● WHAT TO WORK ON:
Every line from the line containing "lighthouse with a point." through the final line of the data is to be printed exactly; no other line is to appear.

● EXERCISE MATERIALS:
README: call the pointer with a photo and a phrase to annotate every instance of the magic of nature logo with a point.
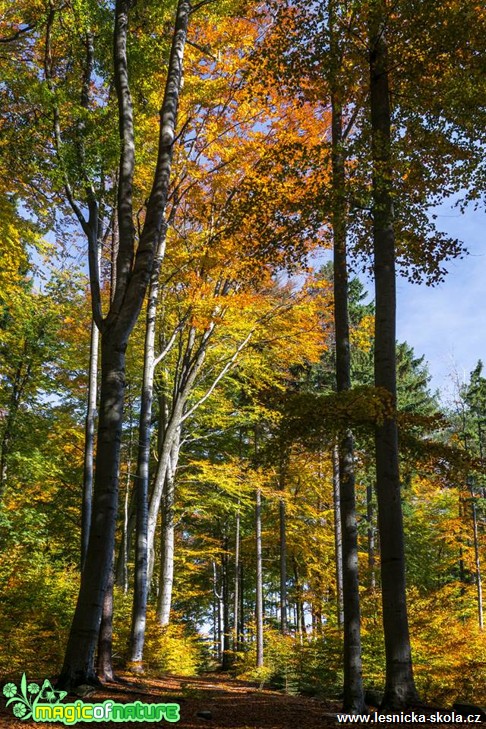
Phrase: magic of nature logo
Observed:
(44, 703)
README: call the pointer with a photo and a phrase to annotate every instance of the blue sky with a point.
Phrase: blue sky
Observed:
(447, 323)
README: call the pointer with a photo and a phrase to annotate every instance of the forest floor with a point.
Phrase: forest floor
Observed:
(215, 701)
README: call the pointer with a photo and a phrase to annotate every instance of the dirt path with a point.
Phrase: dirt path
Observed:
(213, 701)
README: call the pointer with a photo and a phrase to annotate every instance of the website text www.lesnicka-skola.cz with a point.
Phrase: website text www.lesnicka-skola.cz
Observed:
(412, 717)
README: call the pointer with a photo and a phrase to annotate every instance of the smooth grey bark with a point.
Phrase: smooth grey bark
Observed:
(104, 662)
(477, 559)
(353, 698)
(236, 603)
(140, 592)
(338, 538)
(133, 268)
(283, 566)
(226, 655)
(299, 603)
(370, 517)
(259, 580)
(20, 380)
(89, 441)
(168, 120)
(166, 579)
(400, 688)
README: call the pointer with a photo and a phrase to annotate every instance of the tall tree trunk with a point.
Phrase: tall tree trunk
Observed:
(400, 688)
(89, 441)
(79, 659)
(259, 580)
(477, 560)
(283, 567)
(338, 537)
(353, 700)
(133, 268)
(105, 639)
(242, 607)
(140, 593)
(226, 657)
(236, 606)
(168, 535)
(371, 536)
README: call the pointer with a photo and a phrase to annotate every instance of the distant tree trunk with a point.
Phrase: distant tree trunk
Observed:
(140, 593)
(353, 701)
(226, 658)
(371, 536)
(105, 639)
(133, 268)
(168, 535)
(283, 567)
(89, 441)
(236, 607)
(400, 688)
(338, 537)
(477, 560)
(242, 607)
(299, 603)
(259, 580)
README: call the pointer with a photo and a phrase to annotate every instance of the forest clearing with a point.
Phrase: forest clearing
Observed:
(223, 476)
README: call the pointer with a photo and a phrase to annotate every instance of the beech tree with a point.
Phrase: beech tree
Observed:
(133, 268)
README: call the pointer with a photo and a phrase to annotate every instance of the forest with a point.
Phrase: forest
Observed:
(216, 457)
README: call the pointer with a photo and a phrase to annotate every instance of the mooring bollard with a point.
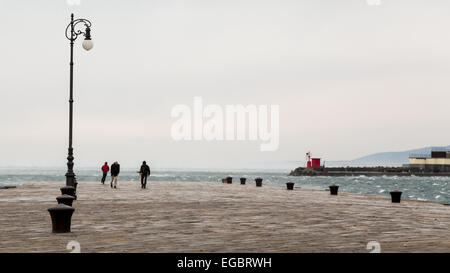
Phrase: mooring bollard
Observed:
(65, 199)
(290, 185)
(258, 182)
(334, 189)
(61, 218)
(396, 196)
(69, 190)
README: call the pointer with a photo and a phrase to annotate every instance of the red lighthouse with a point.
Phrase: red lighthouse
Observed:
(312, 162)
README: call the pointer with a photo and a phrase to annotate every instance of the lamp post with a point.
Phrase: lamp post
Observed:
(72, 34)
(61, 214)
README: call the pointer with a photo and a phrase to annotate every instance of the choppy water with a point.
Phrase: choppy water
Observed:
(420, 188)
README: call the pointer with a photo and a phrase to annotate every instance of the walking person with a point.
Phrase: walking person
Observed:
(105, 170)
(144, 173)
(115, 170)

● EXPECTED ANSWER:
README: call the pointer with a photo and a phrase to annotate every instance of the red lighthouse with a point.
Phrase: red lighthouse
Observed:
(312, 162)
README: call the pointer with a photo and a phrase to annotate every instance of the lamp post with a point.
Phrase: lamp post
Observed:
(72, 34)
(61, 214)
README: call the pointer with a photo and a phrase to annotate every instance of the choppy water with a point.
Phrase: choppy water
Observed:
(420, 188)
README: call the pointer with a photo and a phrase to annotate every instance of the walking person with a point.
Phrase: walking person
Observed:
(105, 170)
(144, 173)
(115, 170)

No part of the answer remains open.